* **Problem to solve**:
Copy out only those lines running from the line with "Could you please mark the metal" to the end of the listing, keeping each one exactly as it is.

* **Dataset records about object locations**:
»»

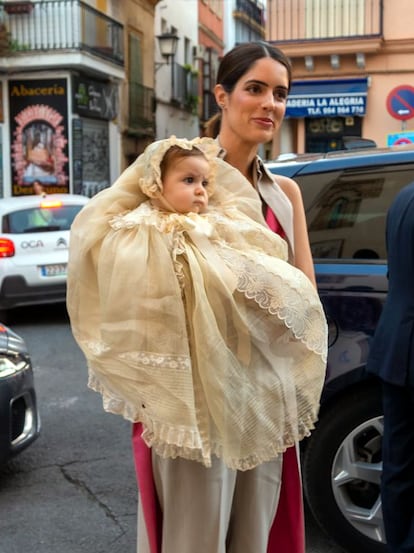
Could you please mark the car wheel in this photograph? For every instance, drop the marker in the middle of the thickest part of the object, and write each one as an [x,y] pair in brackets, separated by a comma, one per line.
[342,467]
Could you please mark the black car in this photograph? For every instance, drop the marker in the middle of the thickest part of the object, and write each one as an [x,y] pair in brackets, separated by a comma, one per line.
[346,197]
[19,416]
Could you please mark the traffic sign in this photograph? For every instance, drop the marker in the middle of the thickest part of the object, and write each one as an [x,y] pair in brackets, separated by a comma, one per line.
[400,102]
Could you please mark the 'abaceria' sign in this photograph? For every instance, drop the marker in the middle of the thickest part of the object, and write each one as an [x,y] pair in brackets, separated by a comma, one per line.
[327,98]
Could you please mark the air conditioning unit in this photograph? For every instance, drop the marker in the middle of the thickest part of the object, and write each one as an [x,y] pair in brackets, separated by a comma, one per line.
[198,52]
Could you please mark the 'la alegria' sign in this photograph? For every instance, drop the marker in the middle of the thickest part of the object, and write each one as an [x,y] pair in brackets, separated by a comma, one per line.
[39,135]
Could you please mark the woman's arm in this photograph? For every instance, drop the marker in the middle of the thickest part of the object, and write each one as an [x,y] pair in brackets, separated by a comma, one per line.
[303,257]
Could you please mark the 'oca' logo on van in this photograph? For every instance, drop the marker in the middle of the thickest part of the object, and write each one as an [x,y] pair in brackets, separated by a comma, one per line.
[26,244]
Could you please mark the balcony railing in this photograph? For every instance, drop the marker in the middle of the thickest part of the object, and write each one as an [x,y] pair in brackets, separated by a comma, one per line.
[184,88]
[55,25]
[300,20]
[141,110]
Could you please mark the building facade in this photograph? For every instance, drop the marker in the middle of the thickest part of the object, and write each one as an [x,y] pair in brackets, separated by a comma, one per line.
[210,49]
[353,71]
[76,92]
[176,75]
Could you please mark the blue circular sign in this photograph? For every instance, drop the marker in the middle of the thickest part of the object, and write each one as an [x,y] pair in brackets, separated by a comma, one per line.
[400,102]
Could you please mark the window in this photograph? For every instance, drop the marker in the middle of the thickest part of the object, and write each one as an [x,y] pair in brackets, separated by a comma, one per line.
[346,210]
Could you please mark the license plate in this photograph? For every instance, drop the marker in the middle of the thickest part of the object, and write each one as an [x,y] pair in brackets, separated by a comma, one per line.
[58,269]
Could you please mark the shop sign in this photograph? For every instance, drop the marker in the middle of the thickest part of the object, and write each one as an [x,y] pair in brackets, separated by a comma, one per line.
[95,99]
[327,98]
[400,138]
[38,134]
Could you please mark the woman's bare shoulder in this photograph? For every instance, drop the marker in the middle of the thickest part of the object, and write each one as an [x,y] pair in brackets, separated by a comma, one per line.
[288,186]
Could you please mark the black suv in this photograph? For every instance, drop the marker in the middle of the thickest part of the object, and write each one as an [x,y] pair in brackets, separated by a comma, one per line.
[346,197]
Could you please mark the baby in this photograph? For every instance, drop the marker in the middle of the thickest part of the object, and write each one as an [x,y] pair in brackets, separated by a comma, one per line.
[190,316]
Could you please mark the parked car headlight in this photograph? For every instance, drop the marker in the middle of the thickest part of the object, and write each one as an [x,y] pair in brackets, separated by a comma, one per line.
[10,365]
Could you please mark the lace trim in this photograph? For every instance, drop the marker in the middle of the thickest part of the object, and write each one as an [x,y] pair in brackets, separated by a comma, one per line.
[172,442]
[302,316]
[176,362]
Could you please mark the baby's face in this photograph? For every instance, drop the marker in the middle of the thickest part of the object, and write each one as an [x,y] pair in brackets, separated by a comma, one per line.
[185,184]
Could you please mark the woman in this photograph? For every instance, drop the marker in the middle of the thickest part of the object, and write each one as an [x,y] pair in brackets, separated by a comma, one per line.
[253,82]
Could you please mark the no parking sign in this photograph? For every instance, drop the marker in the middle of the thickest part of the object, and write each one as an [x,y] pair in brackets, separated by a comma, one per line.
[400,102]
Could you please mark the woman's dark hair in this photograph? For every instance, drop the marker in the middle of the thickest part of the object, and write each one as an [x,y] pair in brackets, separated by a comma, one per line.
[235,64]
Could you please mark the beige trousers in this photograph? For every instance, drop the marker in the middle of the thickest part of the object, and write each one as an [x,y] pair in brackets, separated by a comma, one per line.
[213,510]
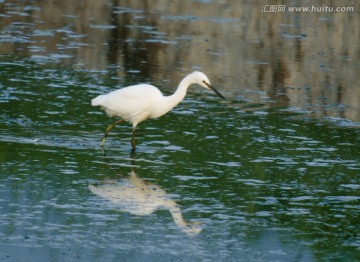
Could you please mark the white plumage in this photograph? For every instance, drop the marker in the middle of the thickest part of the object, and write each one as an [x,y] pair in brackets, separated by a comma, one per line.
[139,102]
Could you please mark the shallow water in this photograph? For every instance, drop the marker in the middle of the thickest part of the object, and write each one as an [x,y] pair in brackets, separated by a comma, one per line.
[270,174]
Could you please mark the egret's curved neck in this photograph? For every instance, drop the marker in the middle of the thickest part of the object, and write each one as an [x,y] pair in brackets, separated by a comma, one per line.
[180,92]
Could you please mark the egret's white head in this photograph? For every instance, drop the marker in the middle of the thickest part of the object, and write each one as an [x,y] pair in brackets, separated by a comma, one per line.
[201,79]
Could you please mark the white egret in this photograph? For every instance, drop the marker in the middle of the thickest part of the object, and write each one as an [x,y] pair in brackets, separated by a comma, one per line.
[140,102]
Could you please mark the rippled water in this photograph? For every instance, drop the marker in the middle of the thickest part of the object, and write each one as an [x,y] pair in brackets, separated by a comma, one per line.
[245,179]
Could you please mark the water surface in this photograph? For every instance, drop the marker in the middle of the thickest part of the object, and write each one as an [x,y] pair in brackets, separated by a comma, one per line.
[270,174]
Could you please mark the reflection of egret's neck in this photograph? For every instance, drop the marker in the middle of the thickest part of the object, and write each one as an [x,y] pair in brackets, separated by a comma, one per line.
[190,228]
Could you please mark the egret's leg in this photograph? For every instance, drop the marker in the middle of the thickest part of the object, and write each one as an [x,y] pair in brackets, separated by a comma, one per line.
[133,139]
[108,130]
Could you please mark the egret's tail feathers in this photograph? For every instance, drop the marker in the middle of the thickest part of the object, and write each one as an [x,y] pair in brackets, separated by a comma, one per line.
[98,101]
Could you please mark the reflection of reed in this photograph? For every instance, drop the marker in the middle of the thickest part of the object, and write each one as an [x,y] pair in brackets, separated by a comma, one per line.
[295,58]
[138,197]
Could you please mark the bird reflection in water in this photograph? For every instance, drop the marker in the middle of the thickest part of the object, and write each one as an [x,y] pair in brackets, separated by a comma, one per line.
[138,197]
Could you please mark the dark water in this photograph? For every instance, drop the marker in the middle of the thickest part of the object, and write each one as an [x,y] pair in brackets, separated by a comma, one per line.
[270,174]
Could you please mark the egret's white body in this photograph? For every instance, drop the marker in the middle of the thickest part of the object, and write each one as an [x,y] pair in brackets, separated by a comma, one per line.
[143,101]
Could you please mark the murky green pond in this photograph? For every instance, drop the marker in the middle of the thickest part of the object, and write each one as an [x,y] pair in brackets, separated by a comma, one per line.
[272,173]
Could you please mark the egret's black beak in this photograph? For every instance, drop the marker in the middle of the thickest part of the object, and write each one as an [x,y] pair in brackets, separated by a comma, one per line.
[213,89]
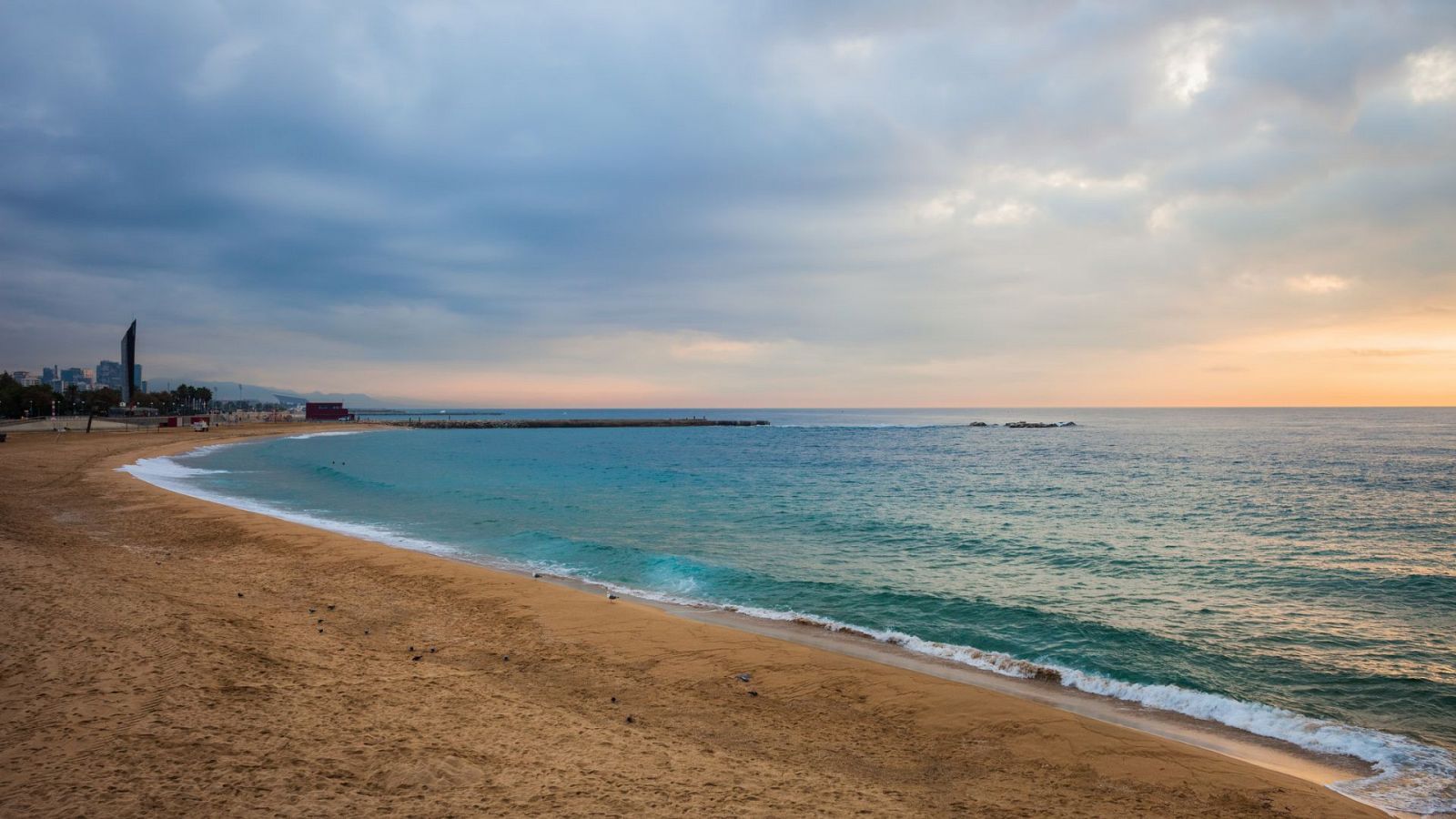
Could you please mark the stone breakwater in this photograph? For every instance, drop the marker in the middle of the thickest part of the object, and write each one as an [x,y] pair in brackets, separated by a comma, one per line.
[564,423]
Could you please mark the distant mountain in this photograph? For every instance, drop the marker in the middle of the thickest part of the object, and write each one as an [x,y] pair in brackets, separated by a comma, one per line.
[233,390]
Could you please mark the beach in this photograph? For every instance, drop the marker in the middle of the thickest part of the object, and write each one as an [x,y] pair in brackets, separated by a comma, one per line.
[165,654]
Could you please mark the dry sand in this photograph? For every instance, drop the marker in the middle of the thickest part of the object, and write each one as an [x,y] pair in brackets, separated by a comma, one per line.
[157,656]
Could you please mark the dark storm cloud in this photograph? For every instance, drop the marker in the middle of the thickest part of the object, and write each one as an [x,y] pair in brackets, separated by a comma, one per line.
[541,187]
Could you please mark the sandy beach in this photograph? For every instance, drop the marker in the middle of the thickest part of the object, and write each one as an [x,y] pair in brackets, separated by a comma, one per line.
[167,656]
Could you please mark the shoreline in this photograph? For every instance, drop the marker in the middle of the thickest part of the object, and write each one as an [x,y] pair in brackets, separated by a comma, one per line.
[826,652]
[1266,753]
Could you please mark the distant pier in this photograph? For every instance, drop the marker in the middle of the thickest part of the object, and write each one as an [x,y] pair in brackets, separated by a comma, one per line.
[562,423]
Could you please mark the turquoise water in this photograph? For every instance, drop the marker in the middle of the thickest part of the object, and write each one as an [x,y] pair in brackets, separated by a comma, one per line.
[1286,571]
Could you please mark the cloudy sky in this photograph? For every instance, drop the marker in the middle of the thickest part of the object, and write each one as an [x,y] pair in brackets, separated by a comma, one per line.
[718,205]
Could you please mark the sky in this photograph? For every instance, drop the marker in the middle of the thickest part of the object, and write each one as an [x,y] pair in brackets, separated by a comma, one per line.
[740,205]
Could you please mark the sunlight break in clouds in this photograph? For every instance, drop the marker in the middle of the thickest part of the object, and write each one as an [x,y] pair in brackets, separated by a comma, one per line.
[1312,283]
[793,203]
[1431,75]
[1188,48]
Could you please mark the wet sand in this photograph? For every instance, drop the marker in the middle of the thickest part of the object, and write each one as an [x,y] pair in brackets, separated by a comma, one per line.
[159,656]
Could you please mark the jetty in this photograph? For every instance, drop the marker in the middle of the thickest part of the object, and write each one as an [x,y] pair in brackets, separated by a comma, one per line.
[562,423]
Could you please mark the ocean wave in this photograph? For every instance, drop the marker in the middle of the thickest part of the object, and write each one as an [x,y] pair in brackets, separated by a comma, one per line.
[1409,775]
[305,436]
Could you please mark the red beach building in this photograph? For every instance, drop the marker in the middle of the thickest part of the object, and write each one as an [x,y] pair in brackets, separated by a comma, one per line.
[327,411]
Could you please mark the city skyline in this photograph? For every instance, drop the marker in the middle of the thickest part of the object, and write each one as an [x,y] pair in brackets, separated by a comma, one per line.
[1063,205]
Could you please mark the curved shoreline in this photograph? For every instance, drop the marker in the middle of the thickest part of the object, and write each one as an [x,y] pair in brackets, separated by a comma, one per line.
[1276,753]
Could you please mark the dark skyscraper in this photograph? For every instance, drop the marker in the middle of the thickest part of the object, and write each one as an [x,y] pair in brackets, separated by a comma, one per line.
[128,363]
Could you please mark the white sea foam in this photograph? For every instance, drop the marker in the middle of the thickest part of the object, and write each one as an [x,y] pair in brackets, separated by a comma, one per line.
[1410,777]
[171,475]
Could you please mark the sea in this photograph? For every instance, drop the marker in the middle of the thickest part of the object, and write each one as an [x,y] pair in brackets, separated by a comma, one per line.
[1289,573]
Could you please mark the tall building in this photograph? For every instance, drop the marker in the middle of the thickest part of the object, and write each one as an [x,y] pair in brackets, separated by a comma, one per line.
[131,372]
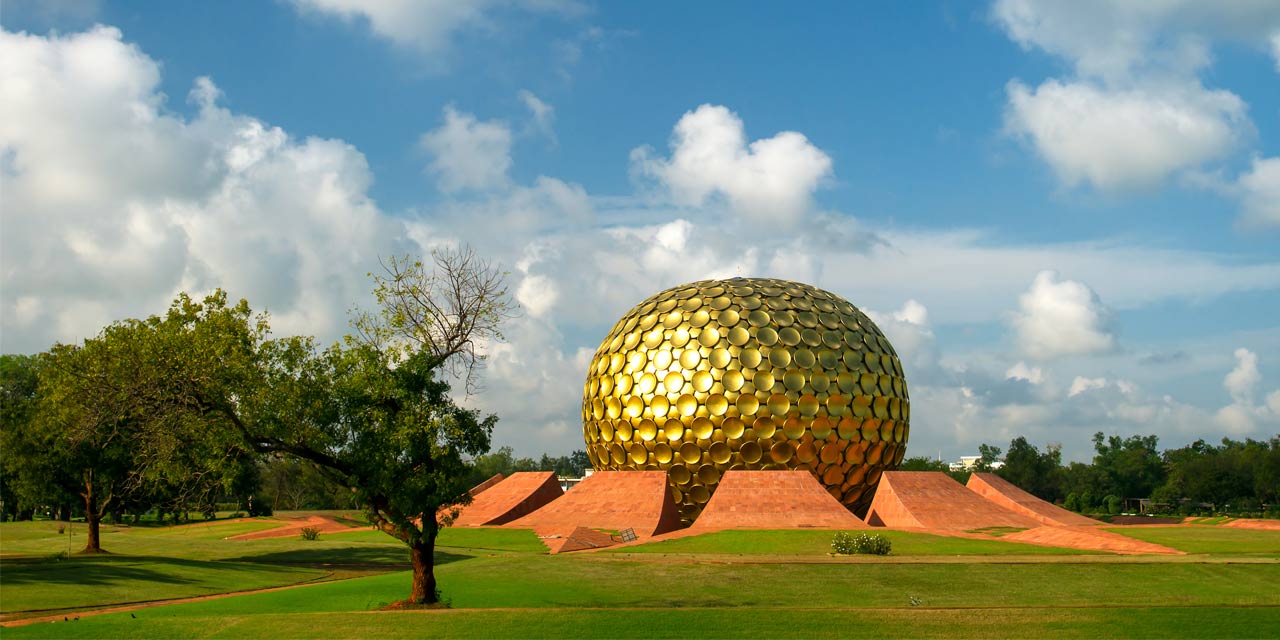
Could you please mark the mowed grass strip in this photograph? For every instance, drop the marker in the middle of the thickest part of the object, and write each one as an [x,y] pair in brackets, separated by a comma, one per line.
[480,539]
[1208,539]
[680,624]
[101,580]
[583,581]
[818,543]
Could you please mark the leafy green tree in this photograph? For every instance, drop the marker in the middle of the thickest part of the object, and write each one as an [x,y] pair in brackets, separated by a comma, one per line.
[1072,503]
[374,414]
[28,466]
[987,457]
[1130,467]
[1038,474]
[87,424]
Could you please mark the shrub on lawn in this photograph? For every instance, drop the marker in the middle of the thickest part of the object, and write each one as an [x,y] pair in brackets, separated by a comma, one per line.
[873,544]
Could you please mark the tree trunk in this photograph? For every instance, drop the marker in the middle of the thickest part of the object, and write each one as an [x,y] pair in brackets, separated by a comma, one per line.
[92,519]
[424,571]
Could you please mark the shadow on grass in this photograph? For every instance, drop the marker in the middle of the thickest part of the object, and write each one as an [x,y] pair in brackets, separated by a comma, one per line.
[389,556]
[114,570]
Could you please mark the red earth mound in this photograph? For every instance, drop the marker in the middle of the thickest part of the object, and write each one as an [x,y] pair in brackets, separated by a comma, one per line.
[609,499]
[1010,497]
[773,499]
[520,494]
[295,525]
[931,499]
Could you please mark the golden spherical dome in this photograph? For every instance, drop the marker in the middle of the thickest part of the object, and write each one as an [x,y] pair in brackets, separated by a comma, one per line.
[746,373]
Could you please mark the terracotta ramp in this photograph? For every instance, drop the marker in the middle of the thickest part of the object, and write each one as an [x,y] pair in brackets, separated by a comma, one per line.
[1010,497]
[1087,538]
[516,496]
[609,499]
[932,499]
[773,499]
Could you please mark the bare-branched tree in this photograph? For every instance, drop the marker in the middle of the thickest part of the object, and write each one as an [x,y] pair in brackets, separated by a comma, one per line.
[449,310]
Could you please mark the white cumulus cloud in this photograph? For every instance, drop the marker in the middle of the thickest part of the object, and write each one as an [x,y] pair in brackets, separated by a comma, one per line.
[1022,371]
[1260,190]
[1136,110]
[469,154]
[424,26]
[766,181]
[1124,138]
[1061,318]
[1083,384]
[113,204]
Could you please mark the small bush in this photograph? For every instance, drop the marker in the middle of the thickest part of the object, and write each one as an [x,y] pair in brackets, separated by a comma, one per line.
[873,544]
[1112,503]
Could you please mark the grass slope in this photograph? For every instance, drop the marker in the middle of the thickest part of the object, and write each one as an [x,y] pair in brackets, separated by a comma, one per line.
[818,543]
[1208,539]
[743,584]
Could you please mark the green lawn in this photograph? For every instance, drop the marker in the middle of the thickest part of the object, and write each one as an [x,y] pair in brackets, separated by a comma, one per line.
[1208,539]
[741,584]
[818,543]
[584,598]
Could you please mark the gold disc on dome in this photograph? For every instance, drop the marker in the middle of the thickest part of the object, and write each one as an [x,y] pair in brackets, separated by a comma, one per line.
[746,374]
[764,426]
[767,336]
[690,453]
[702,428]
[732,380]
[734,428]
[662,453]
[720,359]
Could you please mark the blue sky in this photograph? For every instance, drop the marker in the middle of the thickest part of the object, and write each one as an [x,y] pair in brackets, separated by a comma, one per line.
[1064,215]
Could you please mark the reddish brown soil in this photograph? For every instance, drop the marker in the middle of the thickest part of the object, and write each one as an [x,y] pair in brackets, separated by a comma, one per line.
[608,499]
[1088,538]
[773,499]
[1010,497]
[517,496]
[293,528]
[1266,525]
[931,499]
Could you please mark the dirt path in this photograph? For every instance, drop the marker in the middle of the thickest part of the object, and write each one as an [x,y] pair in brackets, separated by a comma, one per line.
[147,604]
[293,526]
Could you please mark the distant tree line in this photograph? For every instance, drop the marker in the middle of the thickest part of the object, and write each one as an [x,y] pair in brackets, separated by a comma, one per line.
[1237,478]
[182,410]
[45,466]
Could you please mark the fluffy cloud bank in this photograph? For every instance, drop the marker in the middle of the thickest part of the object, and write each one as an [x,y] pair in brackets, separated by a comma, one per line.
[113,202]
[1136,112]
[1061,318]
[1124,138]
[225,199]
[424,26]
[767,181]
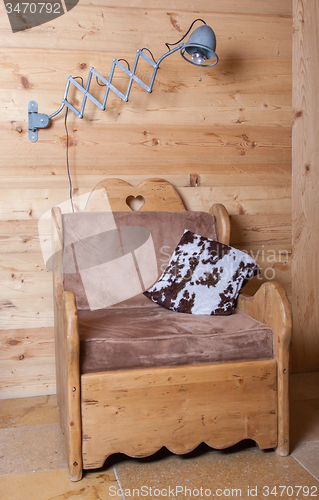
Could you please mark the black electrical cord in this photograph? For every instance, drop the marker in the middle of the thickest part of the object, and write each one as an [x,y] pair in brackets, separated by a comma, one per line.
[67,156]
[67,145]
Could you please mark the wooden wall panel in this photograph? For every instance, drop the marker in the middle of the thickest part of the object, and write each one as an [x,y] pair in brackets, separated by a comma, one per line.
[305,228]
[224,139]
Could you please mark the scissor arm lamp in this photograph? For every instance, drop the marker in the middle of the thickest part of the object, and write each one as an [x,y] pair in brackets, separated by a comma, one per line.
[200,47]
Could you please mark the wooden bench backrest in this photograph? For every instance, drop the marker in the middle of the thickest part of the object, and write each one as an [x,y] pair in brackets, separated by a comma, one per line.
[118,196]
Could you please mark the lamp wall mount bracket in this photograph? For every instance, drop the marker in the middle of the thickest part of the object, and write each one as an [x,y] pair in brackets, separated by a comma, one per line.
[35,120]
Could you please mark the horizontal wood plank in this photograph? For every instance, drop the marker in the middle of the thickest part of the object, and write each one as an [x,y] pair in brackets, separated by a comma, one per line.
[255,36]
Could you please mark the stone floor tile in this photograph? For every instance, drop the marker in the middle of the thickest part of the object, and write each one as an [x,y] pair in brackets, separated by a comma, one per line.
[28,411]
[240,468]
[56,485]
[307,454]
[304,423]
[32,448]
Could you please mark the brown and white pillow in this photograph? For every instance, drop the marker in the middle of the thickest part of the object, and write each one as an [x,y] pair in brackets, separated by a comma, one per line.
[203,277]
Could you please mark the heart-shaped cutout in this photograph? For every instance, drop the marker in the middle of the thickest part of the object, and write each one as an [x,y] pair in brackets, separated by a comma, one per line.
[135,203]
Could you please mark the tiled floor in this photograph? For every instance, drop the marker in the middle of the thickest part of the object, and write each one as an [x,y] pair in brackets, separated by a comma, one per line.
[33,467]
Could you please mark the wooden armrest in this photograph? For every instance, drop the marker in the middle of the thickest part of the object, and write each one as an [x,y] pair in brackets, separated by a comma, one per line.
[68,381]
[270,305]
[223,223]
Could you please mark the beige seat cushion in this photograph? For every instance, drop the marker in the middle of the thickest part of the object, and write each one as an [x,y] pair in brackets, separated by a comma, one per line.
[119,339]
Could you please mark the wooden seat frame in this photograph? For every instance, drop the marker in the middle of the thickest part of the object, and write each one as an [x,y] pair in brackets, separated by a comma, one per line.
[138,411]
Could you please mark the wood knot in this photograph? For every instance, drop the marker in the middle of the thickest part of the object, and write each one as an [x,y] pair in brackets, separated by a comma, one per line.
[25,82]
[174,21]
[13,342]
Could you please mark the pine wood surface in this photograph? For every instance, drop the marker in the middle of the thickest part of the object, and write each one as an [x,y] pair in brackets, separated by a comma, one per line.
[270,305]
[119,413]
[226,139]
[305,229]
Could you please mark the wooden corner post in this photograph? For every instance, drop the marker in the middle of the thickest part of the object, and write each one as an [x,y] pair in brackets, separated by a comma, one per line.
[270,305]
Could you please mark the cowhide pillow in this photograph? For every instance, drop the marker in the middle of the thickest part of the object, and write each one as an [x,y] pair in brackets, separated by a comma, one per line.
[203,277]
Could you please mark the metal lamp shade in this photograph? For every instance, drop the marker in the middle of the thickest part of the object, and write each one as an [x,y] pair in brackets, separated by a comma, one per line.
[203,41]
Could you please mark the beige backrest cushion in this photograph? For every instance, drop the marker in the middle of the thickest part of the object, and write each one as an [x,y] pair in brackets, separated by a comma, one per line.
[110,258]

««

* **Response to this task**:
Could you please mark the metal lamp shade in this photograph? For every instance, drop the marker in the middle of the thickest part of the object, and write each one as an [x,y] pair in brackets, separated by a comma, one per line.
[203,41]
Could you please mark the beige backrest cushion in this photograph? For every instance, drop the marker in the middle of the thickest part of the object, and write each one as an [x,y] pair in brackets, separated by a comma, one per line.
[110,258]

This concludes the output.